- [Location identification entries]:
====================
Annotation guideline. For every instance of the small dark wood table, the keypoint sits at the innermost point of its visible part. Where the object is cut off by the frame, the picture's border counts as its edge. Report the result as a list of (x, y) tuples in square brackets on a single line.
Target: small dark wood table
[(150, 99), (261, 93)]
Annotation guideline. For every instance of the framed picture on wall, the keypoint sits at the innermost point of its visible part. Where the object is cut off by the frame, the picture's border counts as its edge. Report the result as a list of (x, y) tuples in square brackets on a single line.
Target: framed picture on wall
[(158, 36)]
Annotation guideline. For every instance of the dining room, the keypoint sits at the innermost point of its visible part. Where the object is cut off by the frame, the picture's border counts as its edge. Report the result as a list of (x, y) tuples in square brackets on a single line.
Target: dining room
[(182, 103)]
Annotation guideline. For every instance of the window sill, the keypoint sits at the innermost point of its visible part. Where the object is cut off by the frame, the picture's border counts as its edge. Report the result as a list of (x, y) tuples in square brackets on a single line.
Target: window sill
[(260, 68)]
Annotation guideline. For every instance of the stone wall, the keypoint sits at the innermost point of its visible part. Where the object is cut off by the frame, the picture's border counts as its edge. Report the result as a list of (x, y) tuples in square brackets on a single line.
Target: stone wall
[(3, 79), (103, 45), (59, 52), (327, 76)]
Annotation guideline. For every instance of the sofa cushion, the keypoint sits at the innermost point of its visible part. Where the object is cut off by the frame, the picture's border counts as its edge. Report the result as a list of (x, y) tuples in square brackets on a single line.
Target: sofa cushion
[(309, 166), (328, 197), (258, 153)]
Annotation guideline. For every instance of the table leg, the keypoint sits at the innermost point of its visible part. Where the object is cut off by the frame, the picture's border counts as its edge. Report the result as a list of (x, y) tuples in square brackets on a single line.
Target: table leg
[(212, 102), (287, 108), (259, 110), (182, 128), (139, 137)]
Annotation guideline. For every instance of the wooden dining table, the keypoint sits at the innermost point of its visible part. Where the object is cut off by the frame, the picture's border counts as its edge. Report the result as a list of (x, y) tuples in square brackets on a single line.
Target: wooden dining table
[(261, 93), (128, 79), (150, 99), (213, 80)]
====================
- [Your task]:
Reproduce every line of the listing above verbatim, from the first entry through the last.

- [Answer to this task]:
Annotation guideline. For every instance of the small dark wood table, the keypoint sits at the innermost point of its visible part. Where the object is cut off by the frame, the picture's border counts as its edge. Report the result as a list of (x, y) tuples in square brackets on a single line.
Target: small dark wood table
[(150, 99), (261, 93)]
Annotation guideline. For every instance of the framed picture on wall, the keypoint sits at the innermost point of its visible part. Where the object is cut off by the frame, the picture's border counts as its edge. Report the result as a list of (x, y) tuples in square brackets on a single line.
Target: framed picture on wall
[(158, 36)]
Annotation guideline. For every instance of the dining room, the keypoint sits at the innermost point of its visible part. Where the object is cut off by the frame, the picture's border counts as its edge. Report the result as a list of (x, y) tuples in square brackets on a single line.
Target: dining room
[(182, 103)]
Annotation guideline. For every instance of the window sill, the keypoint sits at the innermost point of its visible part. Where the object is cut off by the frame, the picture's border counts as its edge. Report the result as a list of (x, y) tuples in square brackets on a single line.
Target: window sill
[(260, 68)]
Annotation guideline. For every instance of the stone wall, the keypoint sits at the innermost point of its visible part. Where the object is cut off by the frame, the picture's border counts as its edge. Report the result as a list of (x, y) tuples in square brackets on a single line.
Target: stone wall
[(3, 79), (103, 45), (59, 52), (327, 76)]
Annotation guideline. For every instance of the sofa cushion, the keypoint sits at the innermost point of its visible part. Where the object is cut off by the frame, the picture's border counts as its edge. Report the result as a list of (x, y) tuples in square brackets on a single line.
Target: sofa cushion
[(309, 166), (328, 197), (258, 153)]
Annotation guideline. For every instance of the table leg, the keypoint sits at the innermost point of its visible part. Where the object is cut off by the frame, the picture's border counts as its edge. Report the result as a list of (x, y) tuples in square brackets on a single line.
Target: table leg
[(212, 102), (287, 108), (259, 110), (182, 128), (139, 137)]
Annotation guideline. For every instance of the wooden dining table, the keypoint sits at the innermost point of its visible part. Where the object is cut off by the frame, the picture's border counts as its edge. Report the result as a list of (x, y) tuples in square brackets on a single line.
Target: wooden dining table
[(261, 93), (128, 79), (150, 99), (213, 80)]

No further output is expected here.